= Goal =
Start at the line that contains "lot in the photo above." in the listing below and extract every line through the last, exactly; leave pictures out.

•••••

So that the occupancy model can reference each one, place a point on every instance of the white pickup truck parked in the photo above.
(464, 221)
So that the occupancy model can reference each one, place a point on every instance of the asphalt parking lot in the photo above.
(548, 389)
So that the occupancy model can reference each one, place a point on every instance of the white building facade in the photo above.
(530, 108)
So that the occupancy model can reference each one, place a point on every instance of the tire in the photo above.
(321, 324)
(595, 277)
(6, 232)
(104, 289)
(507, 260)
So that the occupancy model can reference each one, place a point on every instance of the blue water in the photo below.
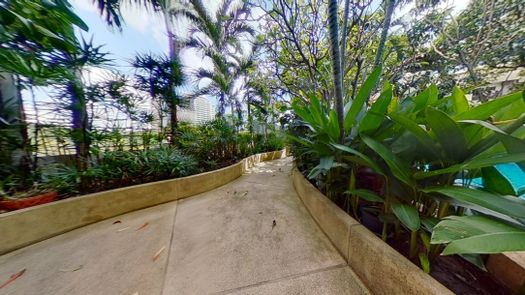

•••••

= Written answer =
So that the occupancy model can reference each one, place a point on every instance of the asphalt parking lot in the photo above.
(548, 389)
So that the occupancy model can reference each one, place a point on every instance of the white building facade in the photo above.
(530, 108)
So that the occupancy model can reference each one, place a point on every instance of the tire in the photo above.
(321, 324)
(595, 277)
(6, 232)
(104, 289)
(507, 260)
So that the occupancy model can reference each one, place a point on every instance of the blue water in the photo below.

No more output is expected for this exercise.